# EXTRACTED TEXT
- - - - -
Examples of some of the warning statements in a home inspection report:

  • Some evidence of settling was observed.
  • Foundation movement may exceed FHA/VA standards.
  • Cracking of floor slab noted.
  • Cracks in brick/floor/wall/ceiling.
  • Fascia/trim separation.
  • Windows difficult to open.
  • Caulk separation at windows or doors.
  • Recommend contacting a foundation repair contractor.

Don’t be fooled by a Home Inspection report, which is typically written in more general terms and may occasionally gloss over foundation problems. Remember that the home inspector’s role is to report on the general conditions of a home not provide a structural report.

Sellers:

Here are some helpful things to remember:

  • A good foundation repair company can typically complete a repair within 1-2 days.
  • FHA/VA and conventional loan approvals are no problem when the foundation is properly repaired and backed up by a lifetime warranty (always check to see if your contractor offers a lifetime transferable warranty)
  • The best way to avoid last minute closing problems is to have the foundation inspected before you put the house on the market. A local foundation repair specialist will be happy to provide you with a no cost evaluation and assessment.
  • If you are owner financing the sale, you may sell the property without foundation repairs as long as you disclose what you know about the foundation. Homes that need foundation repairs generally sell at a discount far below the cost of repairs.

Home Inspection Tips – Moisture Problems and Crawl Spaces

Any home inspector can tell you that most crawlspaces have moisture problems. There are two different types of crawlspace setups–vented and non-vented.

Vented crawlspaces have vents that allow for cross ventilation and the home’s sub floor is insulated along with the pipes in the crawlspace to prevent freezing. There’s a vapor barrier on the ground and vents are closed in the winter time. A small heater or heat tape may also be used to help keep the pipes from freezing in addition to insulation on the pipes.

With non-vented crawlspaces, foundation walls are insulated, but the sub-floor isn’t. The vents are blocked off with insulation all year long, and a vapor barrier is in place on the ground. Air is conditioned with a dehumidifier. A small heater and pipe insulation may still be used.

Problems arise when there are inadequate or no rain gutters. Did you know the average roof lets go of 1,000 gallons of water during 1 inch of rain? You can keep water from falling along the foundation and finding your crawlspace by using solid rain gutter covers to cover the gutter opening. This allows water to come in by curling under the cap. Unfortunately, mesh and screen covers get clogged up or collapse.

Do downspouts end along your foundation? They need to let water run 6 feet or more away from your home.

Does your terrain slope toward your foundation? Water must be directed away from the home because water can cause serious foundation damage.
- - - - -
# INFORMATION SHOWN

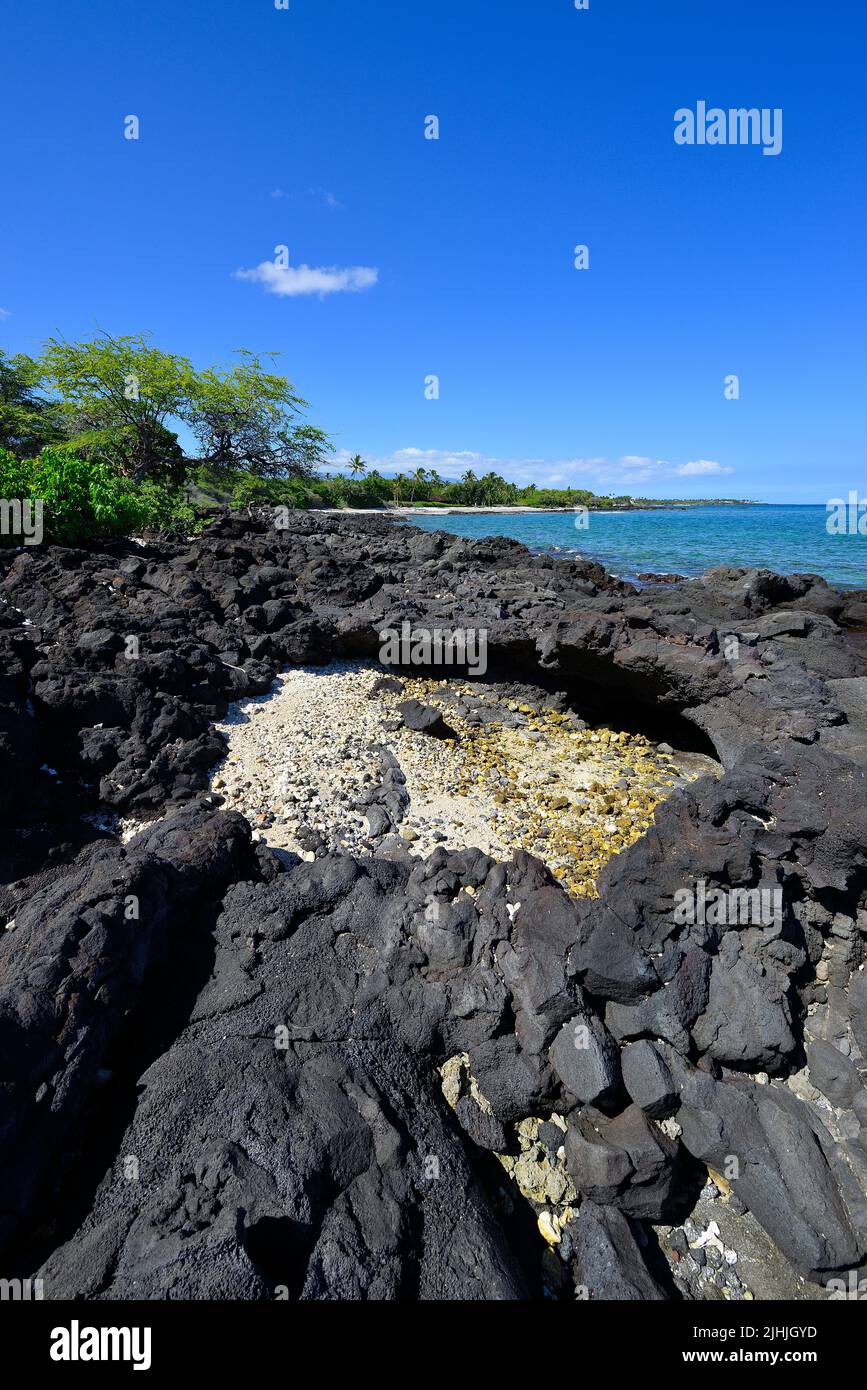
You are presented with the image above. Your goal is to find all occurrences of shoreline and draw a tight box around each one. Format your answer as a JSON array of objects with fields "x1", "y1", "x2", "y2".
[{"x1": 311, "y1": 502, "x2": 767, "y2": 517}]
- - - - -
# THE PROBLEM
Rewrite the part of the home inspection text that opens with "Don’t be fooled" and closes with "a structural report.", changing "home inspector" to "building inspector".

# SOLUTION TO THIS PROBLEM
Don’t be fooled by a Home Inspection report, which is typically written in more general terms and may occasionally gloss over foundation problems. Remember that the building inspector’s role is to report on the general conditions of a home not provide a structural report.